WHAT IS ASKED — Using the entries below, output exactly the line containing "Target: blue backpack" and all lines that follow it to the end.

Point annotations for photos —

********

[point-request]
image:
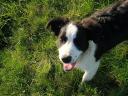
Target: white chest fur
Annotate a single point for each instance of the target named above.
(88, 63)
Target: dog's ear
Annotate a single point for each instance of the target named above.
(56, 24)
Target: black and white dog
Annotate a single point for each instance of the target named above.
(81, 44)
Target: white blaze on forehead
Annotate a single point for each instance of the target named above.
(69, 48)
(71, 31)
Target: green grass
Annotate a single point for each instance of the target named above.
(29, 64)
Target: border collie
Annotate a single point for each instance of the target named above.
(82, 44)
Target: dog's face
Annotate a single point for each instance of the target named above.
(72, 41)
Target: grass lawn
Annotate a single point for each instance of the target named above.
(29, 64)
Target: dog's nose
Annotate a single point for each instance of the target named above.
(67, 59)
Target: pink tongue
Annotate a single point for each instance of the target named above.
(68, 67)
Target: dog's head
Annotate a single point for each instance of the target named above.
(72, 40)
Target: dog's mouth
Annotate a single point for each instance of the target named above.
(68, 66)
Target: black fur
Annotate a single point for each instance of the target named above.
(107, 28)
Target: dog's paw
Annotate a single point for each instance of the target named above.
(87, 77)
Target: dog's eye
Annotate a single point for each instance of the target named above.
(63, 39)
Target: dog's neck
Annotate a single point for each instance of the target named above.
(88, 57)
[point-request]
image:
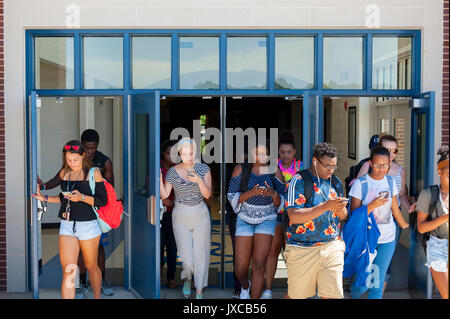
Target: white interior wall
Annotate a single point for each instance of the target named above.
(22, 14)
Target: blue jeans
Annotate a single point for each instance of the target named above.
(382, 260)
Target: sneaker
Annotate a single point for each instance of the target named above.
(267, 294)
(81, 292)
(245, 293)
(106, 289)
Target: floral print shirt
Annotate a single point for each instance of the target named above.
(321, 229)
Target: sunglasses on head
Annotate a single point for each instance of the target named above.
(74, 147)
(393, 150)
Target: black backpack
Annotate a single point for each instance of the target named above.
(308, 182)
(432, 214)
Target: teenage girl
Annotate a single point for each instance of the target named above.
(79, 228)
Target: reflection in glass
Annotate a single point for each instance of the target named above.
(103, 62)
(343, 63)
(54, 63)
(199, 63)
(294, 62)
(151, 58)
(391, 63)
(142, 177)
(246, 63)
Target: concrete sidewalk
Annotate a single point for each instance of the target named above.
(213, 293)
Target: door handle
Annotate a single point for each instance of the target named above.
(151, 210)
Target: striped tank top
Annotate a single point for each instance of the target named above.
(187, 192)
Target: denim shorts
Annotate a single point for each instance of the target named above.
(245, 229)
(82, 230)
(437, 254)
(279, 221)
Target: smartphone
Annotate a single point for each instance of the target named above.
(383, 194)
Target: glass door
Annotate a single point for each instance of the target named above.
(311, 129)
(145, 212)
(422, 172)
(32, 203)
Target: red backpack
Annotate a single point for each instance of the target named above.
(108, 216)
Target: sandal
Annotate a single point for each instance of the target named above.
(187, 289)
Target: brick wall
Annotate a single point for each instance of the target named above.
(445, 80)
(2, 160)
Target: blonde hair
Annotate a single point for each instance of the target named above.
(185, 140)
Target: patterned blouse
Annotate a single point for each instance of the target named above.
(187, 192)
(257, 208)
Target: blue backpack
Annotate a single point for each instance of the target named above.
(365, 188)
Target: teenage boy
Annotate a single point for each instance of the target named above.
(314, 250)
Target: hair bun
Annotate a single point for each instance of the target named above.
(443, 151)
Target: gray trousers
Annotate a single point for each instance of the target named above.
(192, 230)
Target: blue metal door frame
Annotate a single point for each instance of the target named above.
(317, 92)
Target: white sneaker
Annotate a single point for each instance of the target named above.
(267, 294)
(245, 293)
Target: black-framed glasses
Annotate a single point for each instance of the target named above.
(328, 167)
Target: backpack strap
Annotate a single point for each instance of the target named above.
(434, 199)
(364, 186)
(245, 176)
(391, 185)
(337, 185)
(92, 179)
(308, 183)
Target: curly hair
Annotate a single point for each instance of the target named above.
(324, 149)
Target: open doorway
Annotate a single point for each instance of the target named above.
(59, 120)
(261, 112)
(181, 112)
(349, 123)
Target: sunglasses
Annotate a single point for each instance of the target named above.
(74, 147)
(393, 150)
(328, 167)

********

EXPECTED OUTPUT —
Target: blue backpack
Annotate a single point for each instance of the target named above.
(365, 188)
Target: teenage boy
Annotate a single point for each instance of the target named above.
(314, 250)
Target: hair bun
Annotate a single point for each instance of the target named above.
(443, 151)
Target: gray trousers
Annotate a single point for each instance of the target named above.
(192, 230)
Target: blue metal door frame
Annotate a single point for each instance of the target named above.
(317, 92)
Target: white sneaker
Annotate a single point for each instance of the target named above.
(267, 294)
(245, 293)
Target: black-framed glasses
Annotate a single point for each instance of the target named above.
(328, 167)
Target: backpack strap
Annotate a single point for each instance of the target named above.
(434, 199)
(364, 186)
(245, 176)
(391, 185)
(337, 185)
(92, 179)
(308, 183)
Target: curly hair
Annotate a single point for each instance of the target named above.
(324, 149)
Target: open doorway
Annotate a single point for each instance of the target named above.
(59, 120)
(261, 112)
(181, 112)
(349, 123)
Target: sunglasses
Annotate a single point for each instance of the target named above.
(74, 147)
(393, 150)
(328, 167)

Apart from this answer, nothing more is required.